▶ _Task requirements_: Among the entries below, one stretch runs from the line that contains "point(213, 465)" through the line that contains "point(447, 135)". Repeat that stretch exactly, ends included, and only that.

▶ _Recorded data_:
++++++

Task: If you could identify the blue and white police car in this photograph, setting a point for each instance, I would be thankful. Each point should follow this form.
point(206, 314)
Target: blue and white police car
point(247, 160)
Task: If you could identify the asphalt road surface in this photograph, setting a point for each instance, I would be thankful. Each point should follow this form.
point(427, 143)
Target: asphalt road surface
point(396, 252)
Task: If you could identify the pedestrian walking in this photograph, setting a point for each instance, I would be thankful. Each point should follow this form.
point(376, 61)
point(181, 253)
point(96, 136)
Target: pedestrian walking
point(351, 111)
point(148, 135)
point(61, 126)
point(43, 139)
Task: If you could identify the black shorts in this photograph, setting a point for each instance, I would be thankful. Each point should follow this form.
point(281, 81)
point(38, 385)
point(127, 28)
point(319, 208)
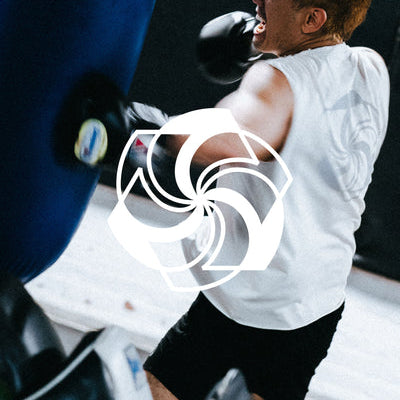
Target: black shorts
point(204, 344)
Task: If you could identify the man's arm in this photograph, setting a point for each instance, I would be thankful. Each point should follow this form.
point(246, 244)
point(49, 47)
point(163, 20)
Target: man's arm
point(263, 105)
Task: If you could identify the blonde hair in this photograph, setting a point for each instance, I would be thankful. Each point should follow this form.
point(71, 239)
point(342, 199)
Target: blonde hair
point(343, 15)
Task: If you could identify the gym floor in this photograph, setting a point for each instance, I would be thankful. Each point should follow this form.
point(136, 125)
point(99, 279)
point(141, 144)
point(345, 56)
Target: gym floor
point(97, 283)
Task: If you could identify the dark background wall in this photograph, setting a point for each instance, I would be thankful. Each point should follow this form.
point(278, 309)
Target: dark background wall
point(167, 74)
point(167, 77)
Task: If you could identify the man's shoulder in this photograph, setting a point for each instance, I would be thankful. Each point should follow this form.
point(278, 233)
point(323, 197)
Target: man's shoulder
point(264, 80)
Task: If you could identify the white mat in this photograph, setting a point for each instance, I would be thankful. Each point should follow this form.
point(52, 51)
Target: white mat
point(96, 283)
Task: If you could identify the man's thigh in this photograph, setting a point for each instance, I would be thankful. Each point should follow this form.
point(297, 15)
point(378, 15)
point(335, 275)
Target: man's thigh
point(204, 344)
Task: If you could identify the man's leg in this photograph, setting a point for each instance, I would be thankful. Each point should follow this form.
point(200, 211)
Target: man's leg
point(158, 390)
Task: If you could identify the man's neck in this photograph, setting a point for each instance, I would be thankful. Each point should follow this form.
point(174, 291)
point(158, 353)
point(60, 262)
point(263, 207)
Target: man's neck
point(311, 44)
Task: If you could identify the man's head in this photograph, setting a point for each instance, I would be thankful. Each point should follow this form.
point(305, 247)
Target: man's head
point(290, 26)
point(343, 16)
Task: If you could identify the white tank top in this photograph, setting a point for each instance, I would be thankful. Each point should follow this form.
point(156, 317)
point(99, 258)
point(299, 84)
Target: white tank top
point(340, 118)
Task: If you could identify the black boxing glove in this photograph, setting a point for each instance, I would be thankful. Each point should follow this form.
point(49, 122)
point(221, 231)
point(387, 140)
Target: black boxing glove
point(225, 50)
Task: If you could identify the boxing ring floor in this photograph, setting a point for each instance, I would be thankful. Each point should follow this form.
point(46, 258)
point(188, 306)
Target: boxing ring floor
point(96, 283)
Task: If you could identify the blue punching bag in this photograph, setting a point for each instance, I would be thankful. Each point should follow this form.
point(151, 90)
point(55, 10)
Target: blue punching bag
point(60, 63)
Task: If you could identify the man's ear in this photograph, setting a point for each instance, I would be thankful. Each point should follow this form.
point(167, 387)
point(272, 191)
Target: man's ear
point(315, 19)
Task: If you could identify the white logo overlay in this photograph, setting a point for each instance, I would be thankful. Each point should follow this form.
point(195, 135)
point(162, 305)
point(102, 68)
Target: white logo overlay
point(201, 200)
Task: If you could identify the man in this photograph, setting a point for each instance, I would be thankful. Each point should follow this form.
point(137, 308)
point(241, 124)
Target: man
point(323, 106)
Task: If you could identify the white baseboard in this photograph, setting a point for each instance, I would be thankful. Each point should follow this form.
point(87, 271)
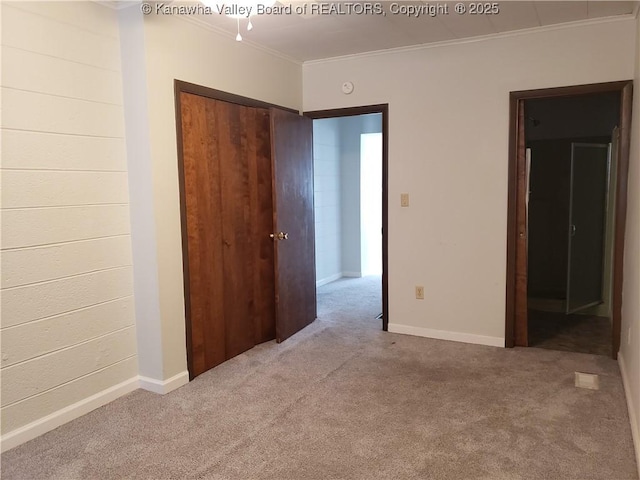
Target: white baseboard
point(633, 409)
point(329, 279)
point(352, 274)
point(60, 417)
point(164, 386)
point(445, 335)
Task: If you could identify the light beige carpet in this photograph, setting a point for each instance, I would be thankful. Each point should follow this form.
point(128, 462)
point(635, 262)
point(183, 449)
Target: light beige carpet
point(343, 399)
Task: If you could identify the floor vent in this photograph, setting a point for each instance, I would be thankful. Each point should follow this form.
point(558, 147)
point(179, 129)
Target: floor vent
point(587, 380)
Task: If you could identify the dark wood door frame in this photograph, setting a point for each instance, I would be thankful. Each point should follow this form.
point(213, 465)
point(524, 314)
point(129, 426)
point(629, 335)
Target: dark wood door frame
point(186, 87)
point(363, 110)
point(516, 311)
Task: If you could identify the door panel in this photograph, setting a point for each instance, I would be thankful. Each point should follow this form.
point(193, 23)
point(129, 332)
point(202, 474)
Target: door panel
point(589, 165)
point(520, 325)
point(292, 160)
point(204, 235)
point(228, 208)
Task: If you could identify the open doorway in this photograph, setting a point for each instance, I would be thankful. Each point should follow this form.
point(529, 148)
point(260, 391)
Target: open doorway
point(571, 145)
point(350, 152)
point(597, 157)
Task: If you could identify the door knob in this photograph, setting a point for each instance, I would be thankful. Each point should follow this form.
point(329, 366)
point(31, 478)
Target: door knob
point(280, 235)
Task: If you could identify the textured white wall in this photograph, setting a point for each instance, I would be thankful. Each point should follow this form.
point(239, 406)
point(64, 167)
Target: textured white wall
point(68, 328)
point(448, 120)
point(630, 341)
point(326, 166)
point(350, 130)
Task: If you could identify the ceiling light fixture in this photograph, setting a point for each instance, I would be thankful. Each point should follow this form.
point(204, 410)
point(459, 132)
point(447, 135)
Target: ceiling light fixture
point(238, 9)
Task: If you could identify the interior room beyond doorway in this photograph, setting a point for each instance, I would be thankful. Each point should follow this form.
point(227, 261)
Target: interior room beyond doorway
point(571, 150)
point(348, 197)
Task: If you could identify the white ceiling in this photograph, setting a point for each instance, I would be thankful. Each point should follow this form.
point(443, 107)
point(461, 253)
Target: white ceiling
point(312, 37)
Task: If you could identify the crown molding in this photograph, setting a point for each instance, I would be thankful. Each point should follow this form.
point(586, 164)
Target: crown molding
point(478, 39)
point(224, 33)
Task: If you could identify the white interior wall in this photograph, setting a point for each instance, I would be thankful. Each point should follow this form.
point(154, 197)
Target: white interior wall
point(68, 325)
point(448, 121)
point(350, 130)
point(629, 357)
point(337, 176)
point(326, 165)
point(371, 203)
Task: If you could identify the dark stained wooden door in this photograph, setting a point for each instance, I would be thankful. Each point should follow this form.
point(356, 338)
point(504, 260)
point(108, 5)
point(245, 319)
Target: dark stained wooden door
point(521, 337)
point(227, 197)
point(292, 158)
point(586, 229)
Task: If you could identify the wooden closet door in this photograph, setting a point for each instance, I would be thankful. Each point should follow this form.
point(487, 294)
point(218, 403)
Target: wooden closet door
point(228, 208)
point(292, 159)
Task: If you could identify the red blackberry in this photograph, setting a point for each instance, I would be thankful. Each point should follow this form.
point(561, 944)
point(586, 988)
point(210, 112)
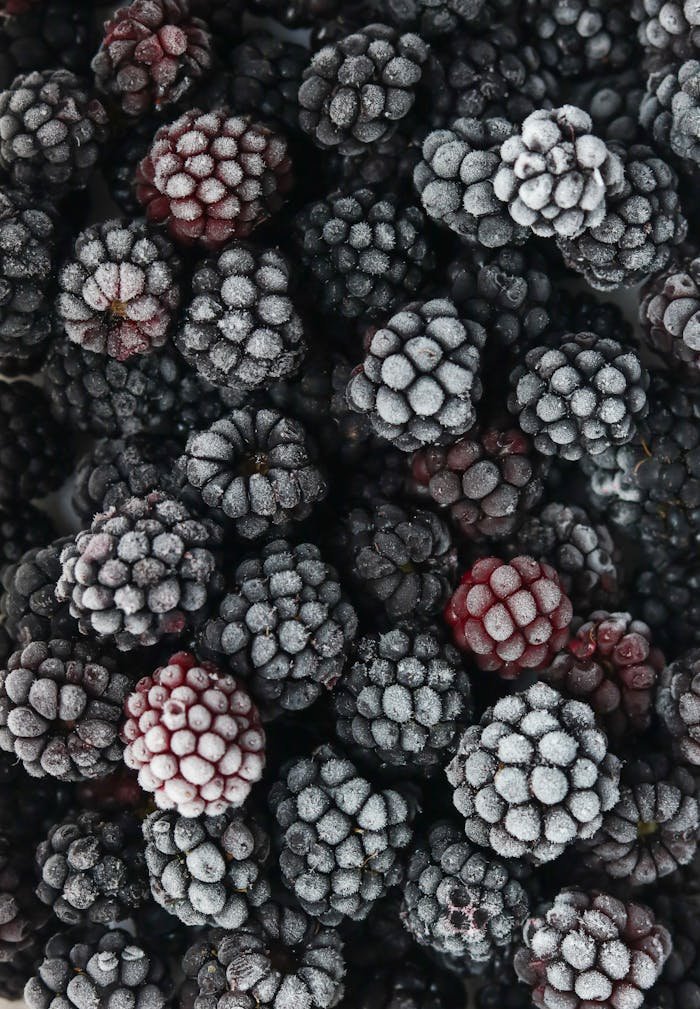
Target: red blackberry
point(509, 615)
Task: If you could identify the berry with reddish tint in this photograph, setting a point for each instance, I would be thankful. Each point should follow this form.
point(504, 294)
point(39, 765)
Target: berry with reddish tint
point(509, 615)
point(210, 177)
point(195, 737)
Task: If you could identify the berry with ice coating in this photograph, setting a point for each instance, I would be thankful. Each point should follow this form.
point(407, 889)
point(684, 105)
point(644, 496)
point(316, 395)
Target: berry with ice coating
point(195, 737)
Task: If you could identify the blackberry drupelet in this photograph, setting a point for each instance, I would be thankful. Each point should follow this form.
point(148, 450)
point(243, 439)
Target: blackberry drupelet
point(141, 571)
point(255, 466)
point(420, 381)
point(403, 699)
point(341, 842)
point(208, 871)
point(51, 132)
point(364, 252)
point(488, 480)
point(460, 901)
point(403, 559)
point(285, 627)
point(592, 947)
point(241, 327)
point(534, 776)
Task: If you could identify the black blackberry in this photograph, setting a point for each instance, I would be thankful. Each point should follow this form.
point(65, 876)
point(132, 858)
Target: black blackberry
point(278, 960)
point(534, 776)
point(640, 227)
point(653, 827)
point(455, 182)
point(34, 451)
point(140, 572)
point(51, 131)
point(460, 901)
point(403, 559)
point(255, 467)
point(579, 399)
point(27, 237)
point(210, 870)
point(285, 627)
point(61, 707)
point(95, 967)
point(92, 868)
point(240, 327)
point(364, 252)
point(340, 841)
point(404, 698)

++++++

▶ _Written response_:
point(213, 465)
point(524, 314)
point(129, 426)
point(629, 335)
Target: dark wood door frame
point(186, 87)
point(363, 110)
point(516, 311)
Task: If you could identify the door panel in this photograph, setting a point for each instance, I would be thankful. Each point should follow this form.
point(193, 23)
point(129, 332)
point(202, 474)
Target: door panel
point(589, 165)
point(520, 325)
point(292, 160)
point(204, 235)
point(228, 208)
Task: If you could identify the open doorway in this photograph, setting a point for each instance, I would be thankful. Each point should follow this form.
point(529, 148)
point(260, 391)
Target: open doorway
point(571, 145)
point(350, 152)
point(597, 157)
Task: If you could identify the door knob in this photograph, setting a point for each instance, I would be thankful. Each point should follow this form.
point(329, 366)
point(31, 478)
Target: door knob
point(280, 235)
Task: If you could identify the textured white wall in this photograph, setting a point for each instance, I would be thankful. Each point should follow this form.
point(239, 406)
point(64, 167)
Target: textured white wall
point(68, 328)
point(448, 120)
point(630, 341)
point(326, 166)
point(350, 130)
Task: If you could identify the ceiling light fixture in this photograph, setting a point for each instance, I would be thankful. Each point should follow this form.
point(204, 410)
point(459, 132)
point(447, 135)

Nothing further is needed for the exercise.